Stored data
· · ·
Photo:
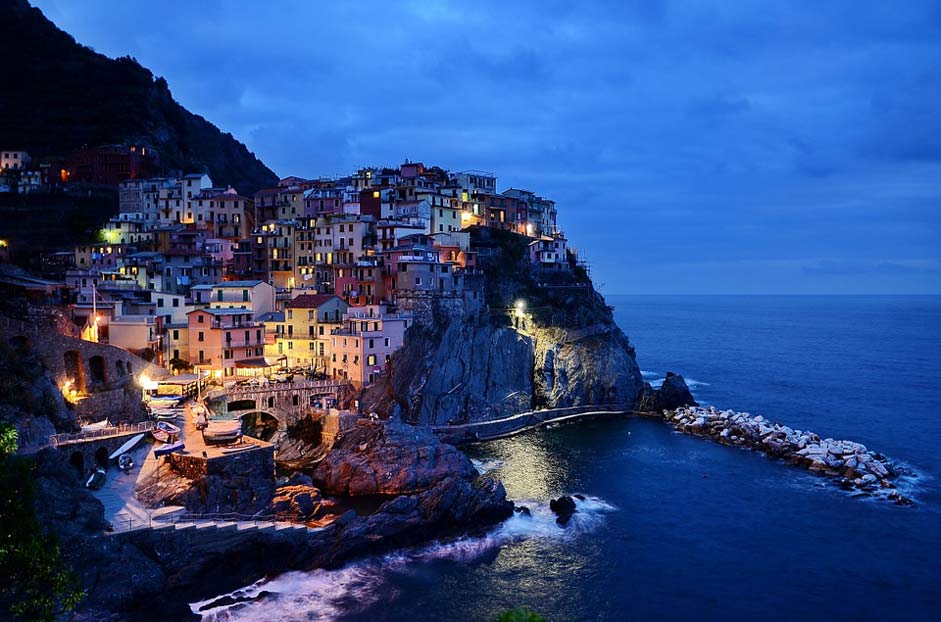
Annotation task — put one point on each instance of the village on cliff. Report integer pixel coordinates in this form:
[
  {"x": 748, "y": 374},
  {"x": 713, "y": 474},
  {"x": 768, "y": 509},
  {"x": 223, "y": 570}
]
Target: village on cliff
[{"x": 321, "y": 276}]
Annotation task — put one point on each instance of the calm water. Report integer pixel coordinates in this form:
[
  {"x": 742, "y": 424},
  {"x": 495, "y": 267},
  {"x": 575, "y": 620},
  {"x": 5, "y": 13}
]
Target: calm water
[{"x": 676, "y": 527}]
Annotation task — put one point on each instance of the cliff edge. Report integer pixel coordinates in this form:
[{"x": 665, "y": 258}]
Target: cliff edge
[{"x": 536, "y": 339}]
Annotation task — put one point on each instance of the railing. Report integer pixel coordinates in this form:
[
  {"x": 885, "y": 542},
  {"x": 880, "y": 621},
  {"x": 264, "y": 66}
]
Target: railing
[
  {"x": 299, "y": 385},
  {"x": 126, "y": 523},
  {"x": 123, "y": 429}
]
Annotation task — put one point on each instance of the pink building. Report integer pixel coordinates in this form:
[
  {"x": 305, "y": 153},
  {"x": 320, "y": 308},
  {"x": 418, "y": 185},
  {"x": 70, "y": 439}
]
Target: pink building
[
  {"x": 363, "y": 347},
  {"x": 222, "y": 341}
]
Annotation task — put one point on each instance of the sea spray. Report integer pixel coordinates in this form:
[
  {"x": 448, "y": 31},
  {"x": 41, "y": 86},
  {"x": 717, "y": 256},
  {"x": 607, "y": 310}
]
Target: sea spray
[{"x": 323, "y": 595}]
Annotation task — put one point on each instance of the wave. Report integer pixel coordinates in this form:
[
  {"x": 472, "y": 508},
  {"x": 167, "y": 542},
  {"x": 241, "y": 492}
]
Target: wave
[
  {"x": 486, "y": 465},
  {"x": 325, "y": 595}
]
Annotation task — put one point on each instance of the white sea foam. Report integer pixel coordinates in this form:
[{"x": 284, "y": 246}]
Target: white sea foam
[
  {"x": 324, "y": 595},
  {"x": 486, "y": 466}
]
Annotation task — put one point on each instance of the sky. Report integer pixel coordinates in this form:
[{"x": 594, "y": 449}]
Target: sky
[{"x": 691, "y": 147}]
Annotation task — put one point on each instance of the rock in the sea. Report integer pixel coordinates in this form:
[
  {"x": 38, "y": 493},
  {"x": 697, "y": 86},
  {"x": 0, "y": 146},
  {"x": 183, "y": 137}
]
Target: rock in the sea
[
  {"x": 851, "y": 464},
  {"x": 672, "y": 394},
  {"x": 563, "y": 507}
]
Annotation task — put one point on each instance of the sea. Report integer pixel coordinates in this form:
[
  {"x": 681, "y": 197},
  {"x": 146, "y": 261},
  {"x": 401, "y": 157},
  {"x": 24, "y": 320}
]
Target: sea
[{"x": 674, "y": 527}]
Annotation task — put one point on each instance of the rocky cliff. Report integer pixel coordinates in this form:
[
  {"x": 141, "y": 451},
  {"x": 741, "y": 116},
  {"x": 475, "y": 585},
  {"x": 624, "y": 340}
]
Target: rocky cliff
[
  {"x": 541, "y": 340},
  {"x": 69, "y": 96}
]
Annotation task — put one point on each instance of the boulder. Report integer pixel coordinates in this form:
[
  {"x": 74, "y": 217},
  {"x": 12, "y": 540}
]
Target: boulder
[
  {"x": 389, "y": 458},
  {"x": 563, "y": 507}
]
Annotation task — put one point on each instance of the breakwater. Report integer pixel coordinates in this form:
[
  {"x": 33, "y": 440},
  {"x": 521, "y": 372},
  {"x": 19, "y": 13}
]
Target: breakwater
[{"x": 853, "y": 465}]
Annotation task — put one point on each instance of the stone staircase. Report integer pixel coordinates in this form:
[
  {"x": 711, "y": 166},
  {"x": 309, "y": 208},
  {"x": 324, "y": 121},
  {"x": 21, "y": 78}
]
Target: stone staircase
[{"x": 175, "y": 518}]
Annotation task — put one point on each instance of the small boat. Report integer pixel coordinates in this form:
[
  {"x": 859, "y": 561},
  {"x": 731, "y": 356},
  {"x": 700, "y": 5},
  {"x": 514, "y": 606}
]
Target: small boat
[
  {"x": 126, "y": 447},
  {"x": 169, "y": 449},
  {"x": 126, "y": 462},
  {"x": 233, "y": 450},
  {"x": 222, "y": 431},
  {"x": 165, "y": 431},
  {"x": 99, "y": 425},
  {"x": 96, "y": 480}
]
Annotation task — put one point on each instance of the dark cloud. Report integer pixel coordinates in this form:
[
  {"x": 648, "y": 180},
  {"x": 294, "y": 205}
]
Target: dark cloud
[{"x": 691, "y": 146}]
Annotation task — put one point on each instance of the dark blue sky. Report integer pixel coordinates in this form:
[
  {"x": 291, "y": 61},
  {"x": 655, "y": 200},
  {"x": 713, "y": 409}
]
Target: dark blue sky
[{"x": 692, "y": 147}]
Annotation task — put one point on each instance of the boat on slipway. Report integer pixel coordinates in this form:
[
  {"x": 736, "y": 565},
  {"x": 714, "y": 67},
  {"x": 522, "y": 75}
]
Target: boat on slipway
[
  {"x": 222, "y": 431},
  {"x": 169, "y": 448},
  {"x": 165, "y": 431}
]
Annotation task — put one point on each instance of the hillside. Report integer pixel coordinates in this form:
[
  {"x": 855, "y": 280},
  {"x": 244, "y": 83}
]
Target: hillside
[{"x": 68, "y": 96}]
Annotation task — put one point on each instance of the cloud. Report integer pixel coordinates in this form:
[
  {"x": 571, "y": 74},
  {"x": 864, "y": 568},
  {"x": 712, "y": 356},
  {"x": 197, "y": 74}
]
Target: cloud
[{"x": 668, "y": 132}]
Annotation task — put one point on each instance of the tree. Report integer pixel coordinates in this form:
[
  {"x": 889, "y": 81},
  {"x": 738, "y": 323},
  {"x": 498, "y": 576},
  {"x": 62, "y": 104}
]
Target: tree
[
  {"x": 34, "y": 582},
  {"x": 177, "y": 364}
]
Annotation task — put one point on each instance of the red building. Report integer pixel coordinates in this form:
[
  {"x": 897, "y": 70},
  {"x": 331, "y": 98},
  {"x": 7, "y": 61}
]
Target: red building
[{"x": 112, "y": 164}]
· · ·
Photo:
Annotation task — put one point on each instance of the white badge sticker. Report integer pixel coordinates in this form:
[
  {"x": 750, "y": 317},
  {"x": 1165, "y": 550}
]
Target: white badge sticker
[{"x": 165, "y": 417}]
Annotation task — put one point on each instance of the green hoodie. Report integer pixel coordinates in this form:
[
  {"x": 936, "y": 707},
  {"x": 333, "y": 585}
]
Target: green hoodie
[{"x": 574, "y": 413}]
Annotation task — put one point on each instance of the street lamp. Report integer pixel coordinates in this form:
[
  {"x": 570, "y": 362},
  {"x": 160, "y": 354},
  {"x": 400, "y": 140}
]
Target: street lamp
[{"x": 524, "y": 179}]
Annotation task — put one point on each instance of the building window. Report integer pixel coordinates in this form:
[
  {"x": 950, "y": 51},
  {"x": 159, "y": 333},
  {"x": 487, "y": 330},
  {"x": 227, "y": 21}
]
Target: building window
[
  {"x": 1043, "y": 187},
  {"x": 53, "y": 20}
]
· · ·
Given task: Pick out every line of the data above that contains the string "edge", and copy each one. Case counts.

Exercise answer:
Annotation task — put one point on each instance of the cliff edge. Report integer pixel coordinates in this form:
Target: cliff edge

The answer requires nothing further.